*WHAT IS EXPECTED*
Give everything from the first line of the material down to and including the line containing "[[169, 339]]" as a Markdown table with a Row column for the row number and a Line column for the line itself, leaving out blank lines.

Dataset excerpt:
■ ■ ■ ■ ■
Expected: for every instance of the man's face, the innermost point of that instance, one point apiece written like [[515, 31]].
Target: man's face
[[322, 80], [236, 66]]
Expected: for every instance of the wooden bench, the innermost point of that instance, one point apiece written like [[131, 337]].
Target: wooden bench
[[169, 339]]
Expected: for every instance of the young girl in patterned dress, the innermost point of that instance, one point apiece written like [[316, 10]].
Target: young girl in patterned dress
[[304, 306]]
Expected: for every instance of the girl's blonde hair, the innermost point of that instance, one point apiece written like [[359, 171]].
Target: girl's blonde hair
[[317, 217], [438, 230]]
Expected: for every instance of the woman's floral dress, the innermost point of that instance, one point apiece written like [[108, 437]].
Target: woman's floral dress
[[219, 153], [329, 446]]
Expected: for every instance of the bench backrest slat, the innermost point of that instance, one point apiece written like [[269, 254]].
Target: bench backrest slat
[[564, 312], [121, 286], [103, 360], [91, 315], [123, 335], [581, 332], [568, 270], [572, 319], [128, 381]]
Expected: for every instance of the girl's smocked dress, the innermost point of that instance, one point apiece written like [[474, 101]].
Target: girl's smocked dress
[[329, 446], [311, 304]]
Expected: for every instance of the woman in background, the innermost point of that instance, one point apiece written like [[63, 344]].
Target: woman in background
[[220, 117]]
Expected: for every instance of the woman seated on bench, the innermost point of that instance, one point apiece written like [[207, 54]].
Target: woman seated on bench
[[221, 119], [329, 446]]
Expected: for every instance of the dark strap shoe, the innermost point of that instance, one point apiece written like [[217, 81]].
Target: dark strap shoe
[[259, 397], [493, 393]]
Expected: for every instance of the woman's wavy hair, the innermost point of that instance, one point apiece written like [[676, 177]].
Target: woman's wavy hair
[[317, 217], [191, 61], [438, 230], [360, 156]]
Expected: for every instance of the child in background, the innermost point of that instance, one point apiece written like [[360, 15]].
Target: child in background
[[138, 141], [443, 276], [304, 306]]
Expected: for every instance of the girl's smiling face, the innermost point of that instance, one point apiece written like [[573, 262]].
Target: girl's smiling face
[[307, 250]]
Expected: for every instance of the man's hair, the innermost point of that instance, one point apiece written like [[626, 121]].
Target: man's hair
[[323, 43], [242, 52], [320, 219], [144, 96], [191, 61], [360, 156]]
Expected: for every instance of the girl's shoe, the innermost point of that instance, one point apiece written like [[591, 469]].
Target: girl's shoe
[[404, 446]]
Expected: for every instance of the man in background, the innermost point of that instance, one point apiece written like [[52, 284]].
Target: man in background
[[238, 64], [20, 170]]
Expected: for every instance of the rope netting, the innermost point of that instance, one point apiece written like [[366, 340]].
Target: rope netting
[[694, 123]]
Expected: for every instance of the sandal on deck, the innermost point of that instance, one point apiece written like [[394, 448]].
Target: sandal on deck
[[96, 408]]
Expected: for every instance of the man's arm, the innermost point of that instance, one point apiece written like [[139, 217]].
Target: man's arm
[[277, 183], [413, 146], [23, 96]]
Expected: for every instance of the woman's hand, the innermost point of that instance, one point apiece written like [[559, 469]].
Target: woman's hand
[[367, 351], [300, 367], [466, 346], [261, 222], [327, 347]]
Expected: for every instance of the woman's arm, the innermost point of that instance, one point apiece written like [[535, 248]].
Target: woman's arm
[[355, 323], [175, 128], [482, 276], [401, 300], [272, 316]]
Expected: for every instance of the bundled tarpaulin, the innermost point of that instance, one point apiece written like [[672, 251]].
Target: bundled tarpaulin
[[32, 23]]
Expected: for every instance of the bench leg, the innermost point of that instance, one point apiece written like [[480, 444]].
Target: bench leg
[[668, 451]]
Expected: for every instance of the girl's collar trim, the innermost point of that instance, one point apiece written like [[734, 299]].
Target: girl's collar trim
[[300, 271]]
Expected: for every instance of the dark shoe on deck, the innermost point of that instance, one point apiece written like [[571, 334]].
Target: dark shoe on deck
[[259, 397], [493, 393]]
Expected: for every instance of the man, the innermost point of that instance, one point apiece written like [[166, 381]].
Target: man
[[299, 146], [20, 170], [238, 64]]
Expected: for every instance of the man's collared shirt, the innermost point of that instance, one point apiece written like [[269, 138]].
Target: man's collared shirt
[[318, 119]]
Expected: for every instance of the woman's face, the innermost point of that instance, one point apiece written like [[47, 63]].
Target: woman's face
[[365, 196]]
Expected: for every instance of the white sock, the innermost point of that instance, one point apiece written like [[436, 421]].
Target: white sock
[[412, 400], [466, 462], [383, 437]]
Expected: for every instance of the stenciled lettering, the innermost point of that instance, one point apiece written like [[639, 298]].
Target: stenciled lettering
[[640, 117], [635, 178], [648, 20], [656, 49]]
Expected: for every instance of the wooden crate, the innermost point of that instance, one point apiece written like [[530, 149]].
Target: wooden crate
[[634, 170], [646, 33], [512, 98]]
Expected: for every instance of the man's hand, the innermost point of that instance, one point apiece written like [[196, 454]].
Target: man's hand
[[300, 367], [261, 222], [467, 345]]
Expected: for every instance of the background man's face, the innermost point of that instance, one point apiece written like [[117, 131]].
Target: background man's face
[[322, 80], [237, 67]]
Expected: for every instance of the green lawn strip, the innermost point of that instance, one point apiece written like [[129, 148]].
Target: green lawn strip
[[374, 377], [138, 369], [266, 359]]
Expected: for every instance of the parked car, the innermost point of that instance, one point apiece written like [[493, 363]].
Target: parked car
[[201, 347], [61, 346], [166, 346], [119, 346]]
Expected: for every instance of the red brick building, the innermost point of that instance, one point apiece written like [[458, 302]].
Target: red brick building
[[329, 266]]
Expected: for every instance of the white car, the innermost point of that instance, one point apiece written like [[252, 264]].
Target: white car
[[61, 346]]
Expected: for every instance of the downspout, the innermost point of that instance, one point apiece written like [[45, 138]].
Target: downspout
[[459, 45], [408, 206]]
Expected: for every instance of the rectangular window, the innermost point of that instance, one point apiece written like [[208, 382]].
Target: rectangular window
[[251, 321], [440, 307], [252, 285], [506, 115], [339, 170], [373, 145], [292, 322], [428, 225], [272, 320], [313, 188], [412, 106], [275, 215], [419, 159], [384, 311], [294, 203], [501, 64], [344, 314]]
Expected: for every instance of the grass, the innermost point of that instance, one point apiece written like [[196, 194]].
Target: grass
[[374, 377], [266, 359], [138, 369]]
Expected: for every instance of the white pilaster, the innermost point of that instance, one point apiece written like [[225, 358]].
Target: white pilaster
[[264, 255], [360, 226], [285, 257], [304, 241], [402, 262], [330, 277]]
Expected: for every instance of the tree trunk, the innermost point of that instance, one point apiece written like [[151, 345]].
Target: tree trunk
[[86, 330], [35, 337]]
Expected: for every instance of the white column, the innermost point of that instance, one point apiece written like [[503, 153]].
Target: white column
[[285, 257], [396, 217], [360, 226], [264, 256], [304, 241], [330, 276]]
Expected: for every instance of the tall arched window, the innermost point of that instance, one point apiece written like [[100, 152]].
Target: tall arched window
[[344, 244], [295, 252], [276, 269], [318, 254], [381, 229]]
■ ■ ■ ■ ■
*CORRECT ANSWER*
| Row | Line |
|---|---|
| 1 | Expected: for every instance of the man's face, the innermost point of that instance, one point apiece written like [[515, 31]]. |
| 2 | Target: man's face |
| 3 | [[322, 80], [236, 66]] |
| 4 | Expected: for every instance of the wooden bench, the innermost point of that instance, one point apiece written like [[131, 337]]. |
| 5 | Target: wooden bench |
| 6 | [[169, 339]] |